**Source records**
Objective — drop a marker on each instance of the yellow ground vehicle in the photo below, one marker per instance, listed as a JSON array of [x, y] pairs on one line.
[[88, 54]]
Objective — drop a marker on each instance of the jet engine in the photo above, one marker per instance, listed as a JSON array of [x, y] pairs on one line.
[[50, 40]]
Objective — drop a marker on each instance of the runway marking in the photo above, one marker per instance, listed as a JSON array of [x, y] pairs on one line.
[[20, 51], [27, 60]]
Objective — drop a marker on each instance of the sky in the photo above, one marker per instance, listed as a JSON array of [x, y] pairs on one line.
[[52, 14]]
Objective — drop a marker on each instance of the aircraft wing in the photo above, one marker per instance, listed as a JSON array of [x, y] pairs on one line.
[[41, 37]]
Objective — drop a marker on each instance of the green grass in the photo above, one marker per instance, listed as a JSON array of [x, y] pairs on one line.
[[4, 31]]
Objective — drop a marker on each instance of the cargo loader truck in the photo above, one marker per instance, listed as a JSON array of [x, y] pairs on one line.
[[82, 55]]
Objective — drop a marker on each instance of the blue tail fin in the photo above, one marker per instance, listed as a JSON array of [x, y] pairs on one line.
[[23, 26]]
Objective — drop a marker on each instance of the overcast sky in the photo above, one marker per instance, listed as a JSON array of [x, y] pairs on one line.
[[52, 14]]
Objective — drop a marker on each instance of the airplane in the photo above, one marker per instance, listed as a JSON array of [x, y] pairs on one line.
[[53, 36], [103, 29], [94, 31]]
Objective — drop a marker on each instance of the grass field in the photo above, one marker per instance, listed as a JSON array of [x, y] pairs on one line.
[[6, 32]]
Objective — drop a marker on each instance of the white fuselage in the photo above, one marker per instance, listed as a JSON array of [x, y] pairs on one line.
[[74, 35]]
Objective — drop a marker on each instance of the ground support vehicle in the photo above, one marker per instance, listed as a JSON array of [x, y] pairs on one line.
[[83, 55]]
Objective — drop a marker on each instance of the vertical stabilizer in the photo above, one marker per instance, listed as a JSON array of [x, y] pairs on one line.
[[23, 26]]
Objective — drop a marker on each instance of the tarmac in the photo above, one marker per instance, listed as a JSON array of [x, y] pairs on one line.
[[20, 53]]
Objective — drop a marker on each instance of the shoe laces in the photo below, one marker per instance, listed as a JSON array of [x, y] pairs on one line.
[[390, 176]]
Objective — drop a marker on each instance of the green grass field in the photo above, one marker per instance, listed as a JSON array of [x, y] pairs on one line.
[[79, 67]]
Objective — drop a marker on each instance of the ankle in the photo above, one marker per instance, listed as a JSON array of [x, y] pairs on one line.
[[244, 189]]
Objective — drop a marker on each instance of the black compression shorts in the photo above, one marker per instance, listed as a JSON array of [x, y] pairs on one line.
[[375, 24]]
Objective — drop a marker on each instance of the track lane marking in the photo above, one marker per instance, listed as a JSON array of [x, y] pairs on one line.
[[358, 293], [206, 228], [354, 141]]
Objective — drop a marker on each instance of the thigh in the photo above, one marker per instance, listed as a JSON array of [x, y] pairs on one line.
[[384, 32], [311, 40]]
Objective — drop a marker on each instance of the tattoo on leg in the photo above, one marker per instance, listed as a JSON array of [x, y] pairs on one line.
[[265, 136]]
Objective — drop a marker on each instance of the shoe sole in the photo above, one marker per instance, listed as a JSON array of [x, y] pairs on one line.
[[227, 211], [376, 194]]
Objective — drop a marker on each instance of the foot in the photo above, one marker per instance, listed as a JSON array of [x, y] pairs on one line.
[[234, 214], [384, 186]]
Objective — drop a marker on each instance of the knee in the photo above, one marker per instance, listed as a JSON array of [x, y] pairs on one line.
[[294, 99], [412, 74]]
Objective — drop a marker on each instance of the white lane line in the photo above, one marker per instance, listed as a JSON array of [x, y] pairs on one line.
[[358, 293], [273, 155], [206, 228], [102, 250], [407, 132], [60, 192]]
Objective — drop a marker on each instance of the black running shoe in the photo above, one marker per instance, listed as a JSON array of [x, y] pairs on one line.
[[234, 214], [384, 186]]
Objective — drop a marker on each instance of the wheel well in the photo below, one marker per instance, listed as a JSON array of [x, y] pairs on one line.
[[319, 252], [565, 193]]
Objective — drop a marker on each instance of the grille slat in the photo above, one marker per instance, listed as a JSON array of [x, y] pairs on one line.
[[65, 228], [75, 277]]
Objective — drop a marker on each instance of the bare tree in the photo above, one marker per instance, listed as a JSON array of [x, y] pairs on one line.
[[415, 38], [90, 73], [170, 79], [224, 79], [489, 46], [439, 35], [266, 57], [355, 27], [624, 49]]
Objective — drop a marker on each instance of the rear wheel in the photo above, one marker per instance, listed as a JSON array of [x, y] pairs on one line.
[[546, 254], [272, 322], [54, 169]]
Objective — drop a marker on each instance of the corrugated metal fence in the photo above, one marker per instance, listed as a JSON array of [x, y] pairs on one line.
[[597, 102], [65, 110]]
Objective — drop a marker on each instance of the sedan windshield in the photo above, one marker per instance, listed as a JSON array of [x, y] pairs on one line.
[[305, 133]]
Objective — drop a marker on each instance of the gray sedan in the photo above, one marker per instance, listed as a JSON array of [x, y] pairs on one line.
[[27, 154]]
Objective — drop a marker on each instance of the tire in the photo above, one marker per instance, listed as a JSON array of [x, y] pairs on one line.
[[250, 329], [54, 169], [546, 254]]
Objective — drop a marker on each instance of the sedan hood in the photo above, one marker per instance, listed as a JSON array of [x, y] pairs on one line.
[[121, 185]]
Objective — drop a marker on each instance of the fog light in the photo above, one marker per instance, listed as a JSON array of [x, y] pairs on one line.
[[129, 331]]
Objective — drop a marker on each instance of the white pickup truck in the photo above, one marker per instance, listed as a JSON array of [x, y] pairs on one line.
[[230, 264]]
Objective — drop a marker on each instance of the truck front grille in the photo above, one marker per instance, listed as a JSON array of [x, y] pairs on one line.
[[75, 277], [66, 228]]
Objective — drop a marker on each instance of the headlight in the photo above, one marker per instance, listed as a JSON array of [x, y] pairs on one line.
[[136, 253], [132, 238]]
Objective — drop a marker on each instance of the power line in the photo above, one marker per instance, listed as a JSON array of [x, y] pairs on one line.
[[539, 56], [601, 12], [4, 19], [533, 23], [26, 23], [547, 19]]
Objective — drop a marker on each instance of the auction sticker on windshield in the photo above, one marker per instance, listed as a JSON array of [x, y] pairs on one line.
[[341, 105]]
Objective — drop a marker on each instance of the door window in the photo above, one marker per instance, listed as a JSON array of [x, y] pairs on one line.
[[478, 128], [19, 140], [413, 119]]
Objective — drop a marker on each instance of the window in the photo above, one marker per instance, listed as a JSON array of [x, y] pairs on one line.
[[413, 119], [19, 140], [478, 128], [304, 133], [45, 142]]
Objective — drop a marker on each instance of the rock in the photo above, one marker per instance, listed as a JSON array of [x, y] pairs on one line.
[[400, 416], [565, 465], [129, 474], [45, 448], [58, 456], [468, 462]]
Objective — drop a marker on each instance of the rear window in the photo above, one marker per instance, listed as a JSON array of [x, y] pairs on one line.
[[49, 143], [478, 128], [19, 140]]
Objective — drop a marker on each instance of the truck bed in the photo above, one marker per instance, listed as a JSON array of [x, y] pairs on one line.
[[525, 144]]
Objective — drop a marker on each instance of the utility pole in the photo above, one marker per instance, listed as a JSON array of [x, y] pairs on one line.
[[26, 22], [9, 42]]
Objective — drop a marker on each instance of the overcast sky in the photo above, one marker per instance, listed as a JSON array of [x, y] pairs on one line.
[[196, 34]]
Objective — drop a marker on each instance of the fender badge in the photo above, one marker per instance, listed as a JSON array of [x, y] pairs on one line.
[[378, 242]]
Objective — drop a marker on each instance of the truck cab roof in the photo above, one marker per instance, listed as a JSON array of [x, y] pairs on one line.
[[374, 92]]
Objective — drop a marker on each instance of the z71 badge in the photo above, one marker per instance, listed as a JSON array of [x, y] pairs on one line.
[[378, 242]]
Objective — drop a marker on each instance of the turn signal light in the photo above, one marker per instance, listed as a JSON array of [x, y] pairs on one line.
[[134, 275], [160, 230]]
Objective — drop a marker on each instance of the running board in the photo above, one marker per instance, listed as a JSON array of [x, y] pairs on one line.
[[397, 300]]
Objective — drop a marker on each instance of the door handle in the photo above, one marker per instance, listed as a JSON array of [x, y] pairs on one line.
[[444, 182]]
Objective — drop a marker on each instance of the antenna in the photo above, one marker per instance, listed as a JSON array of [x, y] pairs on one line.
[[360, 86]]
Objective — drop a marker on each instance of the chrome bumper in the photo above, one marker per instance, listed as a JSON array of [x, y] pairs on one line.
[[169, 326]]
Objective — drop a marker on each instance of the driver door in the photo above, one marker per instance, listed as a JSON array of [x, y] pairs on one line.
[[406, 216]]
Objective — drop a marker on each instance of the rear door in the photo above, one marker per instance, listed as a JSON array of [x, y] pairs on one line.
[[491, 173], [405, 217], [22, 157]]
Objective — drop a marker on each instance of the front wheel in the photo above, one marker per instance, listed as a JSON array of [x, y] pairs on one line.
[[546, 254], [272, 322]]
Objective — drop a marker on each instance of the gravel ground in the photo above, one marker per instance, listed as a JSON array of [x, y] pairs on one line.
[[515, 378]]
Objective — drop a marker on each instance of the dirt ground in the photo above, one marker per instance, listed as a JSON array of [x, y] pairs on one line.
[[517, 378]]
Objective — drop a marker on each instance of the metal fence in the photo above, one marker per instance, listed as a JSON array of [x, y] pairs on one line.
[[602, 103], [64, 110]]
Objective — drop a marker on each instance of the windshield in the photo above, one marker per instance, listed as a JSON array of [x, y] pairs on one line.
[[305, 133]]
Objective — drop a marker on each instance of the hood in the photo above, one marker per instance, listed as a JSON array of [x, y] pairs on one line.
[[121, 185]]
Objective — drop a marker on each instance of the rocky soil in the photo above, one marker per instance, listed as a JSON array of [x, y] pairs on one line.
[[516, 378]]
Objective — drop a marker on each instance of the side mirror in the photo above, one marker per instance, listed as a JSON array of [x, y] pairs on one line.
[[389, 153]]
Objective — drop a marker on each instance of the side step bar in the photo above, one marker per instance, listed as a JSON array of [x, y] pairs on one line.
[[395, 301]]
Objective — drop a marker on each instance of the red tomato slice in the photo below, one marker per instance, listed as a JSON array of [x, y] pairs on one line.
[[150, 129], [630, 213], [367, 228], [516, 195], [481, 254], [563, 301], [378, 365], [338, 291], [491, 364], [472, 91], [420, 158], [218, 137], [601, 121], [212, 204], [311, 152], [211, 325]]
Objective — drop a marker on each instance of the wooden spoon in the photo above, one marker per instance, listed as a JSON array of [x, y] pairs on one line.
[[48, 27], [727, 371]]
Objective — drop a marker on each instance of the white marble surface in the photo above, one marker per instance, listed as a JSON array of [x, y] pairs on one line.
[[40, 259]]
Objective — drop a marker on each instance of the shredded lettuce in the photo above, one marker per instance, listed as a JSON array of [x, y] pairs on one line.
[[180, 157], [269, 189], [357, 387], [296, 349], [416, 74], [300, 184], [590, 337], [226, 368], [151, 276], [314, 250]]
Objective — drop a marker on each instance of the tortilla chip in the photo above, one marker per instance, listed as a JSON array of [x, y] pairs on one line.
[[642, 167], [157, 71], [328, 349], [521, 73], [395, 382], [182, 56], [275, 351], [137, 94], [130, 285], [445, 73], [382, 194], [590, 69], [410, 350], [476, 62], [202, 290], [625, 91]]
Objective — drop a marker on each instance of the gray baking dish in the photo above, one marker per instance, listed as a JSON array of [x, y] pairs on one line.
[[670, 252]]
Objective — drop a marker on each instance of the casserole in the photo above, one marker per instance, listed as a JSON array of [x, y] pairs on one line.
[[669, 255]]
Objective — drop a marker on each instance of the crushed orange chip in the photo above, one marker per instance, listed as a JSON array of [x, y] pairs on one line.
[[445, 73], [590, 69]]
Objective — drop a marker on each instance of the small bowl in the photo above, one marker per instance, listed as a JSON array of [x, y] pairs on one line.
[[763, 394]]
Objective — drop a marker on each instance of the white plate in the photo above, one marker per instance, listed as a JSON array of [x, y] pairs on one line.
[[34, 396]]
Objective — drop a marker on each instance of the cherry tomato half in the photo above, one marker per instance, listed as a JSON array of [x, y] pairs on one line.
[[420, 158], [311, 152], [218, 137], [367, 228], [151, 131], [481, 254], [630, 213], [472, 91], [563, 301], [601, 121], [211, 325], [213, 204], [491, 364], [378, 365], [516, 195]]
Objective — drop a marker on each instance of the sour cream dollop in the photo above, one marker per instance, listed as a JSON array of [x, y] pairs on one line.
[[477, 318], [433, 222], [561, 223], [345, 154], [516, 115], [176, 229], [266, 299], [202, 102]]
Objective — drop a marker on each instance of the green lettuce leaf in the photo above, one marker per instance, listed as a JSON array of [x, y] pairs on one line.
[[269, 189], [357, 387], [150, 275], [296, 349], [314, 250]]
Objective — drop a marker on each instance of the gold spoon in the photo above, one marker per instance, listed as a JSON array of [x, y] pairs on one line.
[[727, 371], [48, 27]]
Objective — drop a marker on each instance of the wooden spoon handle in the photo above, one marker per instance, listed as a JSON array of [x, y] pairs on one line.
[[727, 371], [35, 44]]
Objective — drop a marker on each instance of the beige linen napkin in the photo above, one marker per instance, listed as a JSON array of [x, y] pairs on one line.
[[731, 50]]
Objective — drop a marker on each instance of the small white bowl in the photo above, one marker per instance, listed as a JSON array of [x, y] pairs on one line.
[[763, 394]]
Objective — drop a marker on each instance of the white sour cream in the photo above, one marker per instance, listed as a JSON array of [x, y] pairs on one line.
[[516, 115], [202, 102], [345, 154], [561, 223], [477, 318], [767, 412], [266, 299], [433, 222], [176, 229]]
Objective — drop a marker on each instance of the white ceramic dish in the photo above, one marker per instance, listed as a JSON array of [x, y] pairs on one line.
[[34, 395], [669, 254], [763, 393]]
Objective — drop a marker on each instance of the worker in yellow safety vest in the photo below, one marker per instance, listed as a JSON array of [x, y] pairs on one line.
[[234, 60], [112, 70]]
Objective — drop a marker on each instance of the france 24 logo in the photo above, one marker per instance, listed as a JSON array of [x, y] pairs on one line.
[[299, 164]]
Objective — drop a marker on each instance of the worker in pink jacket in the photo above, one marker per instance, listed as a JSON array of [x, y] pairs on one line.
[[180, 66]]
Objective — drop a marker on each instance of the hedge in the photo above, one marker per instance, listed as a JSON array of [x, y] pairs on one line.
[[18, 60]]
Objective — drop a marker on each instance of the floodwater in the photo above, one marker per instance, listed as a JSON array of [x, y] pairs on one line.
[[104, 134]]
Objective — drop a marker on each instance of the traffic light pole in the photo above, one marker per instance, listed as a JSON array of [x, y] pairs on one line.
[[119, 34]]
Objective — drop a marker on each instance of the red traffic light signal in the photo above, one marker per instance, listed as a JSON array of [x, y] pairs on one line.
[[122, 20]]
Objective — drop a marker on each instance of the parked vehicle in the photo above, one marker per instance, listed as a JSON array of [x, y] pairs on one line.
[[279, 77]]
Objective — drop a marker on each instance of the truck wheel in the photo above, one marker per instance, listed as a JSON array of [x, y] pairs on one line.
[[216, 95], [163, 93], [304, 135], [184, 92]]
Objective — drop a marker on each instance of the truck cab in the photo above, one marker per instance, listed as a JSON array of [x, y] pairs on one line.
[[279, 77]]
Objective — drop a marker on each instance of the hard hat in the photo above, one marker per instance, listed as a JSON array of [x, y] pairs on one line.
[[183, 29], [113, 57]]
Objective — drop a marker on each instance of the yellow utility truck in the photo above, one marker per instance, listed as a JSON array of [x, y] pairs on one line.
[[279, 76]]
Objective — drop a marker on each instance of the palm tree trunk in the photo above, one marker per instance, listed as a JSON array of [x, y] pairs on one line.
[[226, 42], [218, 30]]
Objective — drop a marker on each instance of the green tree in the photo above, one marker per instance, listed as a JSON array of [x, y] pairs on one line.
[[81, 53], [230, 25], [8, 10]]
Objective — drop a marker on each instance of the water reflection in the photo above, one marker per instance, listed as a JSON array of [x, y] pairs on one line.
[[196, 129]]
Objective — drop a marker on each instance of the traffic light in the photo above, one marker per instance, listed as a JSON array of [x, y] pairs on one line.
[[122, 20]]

**EXERCISE AIM**
Beginning with the line that holds "Objective — drop a marker on each instance of the floodwater", please return every line through the end of the data, exactly as written.

**TASK OUTPUT**
Objective — drop a marker on each instance of the floodwater in the photo above, one marker per instance, listed as a JSON array of [x, y] pairs on one line.
[[104, 134]]
Objective — drop a marker on each instance of the traffic light pole in the photo above, one marker per instance, listed as a JSON array of [x, y] pairs on one line.
[[119, 34]]
Objective — drop a marker on each instance of the red traffic light signal in the photo above, one marker per instance, listed as a JSON array of [x, y] pairs on one line.
[[122, 20]]
Objective — drop a marker on each instance of the parked vehicle in the photo above, one marker per instance, listed as a JSON array of [x, y] pairs on one line.
[[279, 77]]
Objective — drop a marker on each instance of the truck wheel in the photo above, one marker per instance, listed as a JSON array of [x, y] pairs on one line.
[[216, 95], [163, 93], [304, 135], [184, 92]]
Objective — drop a marker on each instance of the truck cab in the photo above, one marker per instance, listed as a JSON array of [x, y] pairs on one line.
[[279, 77]]
Objective — drop a marker on each instance of the hard hat in the photo above, one marker per instance, listed as a JSON array of [x, y] pairs on one line.
[[183, 29], [113, 57]]
Objective — drop a marker on each instance of the yellow utility truck in the photo above, one marker per instance, listed as a JSON array of [x, y] pairs on one line.
[[279, 76]]
Objective — drop a marker on each instance of the palm tree trunk in the photo above, one marker per instance, listed as a JSON array of [x, y] pairs on one line.
[[226, 42], [218, 30]]
Objective — drop a marker on each instance of the green tree in the photo above, one marker per instance, listed as a JSON array of [x, y] pairs on one line.
[[81, 53], [230, 25], [8, 10]]
Objective — drop a marker on each instance of the water reflection in the photo above, one marker per instance, listed as a JSON array of [x, y] pairs on one line.
[[196, 129]]
Objective — drop a marker on each instance of the traffic light in the photo above, one marker per instance, listed as a JSON array of [x, y] pairs on one line.
[[122, 20]]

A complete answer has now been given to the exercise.